## Exercise directions:
Restate the last part of the records below word for word, beginning at the line with "Reviewer note: every instance of the electrical" and ending at the final line.

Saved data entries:
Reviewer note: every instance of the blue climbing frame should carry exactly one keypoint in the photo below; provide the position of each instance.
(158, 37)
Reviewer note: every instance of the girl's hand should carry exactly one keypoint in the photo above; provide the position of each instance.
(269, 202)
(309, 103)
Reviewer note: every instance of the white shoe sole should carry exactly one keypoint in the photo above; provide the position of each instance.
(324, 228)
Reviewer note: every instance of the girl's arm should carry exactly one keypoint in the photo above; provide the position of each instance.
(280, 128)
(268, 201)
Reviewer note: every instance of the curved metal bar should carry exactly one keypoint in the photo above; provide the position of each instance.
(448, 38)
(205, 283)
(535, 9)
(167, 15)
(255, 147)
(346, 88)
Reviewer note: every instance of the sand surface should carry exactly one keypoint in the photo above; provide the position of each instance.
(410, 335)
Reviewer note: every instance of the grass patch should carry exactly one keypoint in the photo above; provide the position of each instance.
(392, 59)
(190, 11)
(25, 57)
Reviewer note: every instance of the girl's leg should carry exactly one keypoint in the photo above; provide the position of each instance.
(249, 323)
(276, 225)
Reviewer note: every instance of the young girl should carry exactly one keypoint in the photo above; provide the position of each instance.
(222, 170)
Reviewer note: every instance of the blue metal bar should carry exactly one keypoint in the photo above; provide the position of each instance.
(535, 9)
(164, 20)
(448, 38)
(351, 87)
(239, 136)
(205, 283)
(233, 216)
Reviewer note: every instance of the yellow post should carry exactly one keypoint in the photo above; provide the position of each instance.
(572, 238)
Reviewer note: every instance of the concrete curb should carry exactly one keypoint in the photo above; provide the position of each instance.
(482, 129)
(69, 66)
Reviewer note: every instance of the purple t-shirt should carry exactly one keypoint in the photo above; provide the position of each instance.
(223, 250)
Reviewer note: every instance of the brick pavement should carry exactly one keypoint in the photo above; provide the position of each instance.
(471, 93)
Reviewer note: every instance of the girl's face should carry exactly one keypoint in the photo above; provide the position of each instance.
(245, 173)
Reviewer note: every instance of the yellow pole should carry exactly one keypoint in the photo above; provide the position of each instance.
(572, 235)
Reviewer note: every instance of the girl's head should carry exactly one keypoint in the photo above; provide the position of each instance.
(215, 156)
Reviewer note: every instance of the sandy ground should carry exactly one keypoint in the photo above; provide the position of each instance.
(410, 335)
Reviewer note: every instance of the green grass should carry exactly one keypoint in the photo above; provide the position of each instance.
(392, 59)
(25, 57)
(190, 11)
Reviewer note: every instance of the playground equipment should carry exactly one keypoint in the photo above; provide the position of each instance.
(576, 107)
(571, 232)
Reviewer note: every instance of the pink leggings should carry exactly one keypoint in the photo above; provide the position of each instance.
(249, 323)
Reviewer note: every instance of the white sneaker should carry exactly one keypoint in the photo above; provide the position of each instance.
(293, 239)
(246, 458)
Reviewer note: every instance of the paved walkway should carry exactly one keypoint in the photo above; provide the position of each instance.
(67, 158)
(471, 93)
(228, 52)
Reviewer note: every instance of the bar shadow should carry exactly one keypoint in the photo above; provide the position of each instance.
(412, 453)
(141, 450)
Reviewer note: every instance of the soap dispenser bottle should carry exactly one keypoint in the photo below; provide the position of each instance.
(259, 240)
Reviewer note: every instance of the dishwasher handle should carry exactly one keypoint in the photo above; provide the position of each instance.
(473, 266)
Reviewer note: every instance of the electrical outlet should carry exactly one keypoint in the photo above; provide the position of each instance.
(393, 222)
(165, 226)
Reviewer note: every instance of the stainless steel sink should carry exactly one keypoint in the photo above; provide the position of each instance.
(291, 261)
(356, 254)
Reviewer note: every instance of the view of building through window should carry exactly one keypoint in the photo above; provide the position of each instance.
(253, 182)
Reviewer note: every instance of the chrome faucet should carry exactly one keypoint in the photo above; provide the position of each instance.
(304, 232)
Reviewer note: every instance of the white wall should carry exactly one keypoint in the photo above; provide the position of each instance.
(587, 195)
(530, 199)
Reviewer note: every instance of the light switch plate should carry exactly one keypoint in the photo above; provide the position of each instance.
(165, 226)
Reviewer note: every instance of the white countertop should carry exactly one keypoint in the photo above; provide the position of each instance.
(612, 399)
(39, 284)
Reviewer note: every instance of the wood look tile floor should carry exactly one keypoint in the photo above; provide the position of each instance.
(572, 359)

## Output of the exercise:
Reviewer note: every instance of the electrical outlet should carry exactly one keypoint in the photo above; provide the position of each instance.
(393, 222)
(165, 226)
Reviewer note: every instance of the stainless steel sink should carry exactly one keypoint in the photo above; provide the position of each instance.
(291, 261)
(356, 254)
Reviewer note: every instance of the view of building through window should carry exactly one keypoint in the photo above; provide the position of each instance.
(253, 182)
Reviewer note: every instance of the chrome faucet should carry exactly one keypoint in the photo above; provide the position of each instance.
(304, 232)
Reviewer note: every instance of the white wall should carry exactly one keypoint in the photo above; provide the position of each instance.
(587, 195)
(530, 199)
Reviewer note: every instance of the light switch plate should carry exactly one keypoint in the photo above; provide the position of each instance.
(165, 226)
Reviewer note: every instance of the white countertop should carry exactly one keypoint in the photo above; provide the position of each instance.
(612, 399)
(39, 284)
Reviewer note: every instance of the wood look tile floor should carry exactly one keypoint in the photo above; provide the position of each instance.
(572, 359)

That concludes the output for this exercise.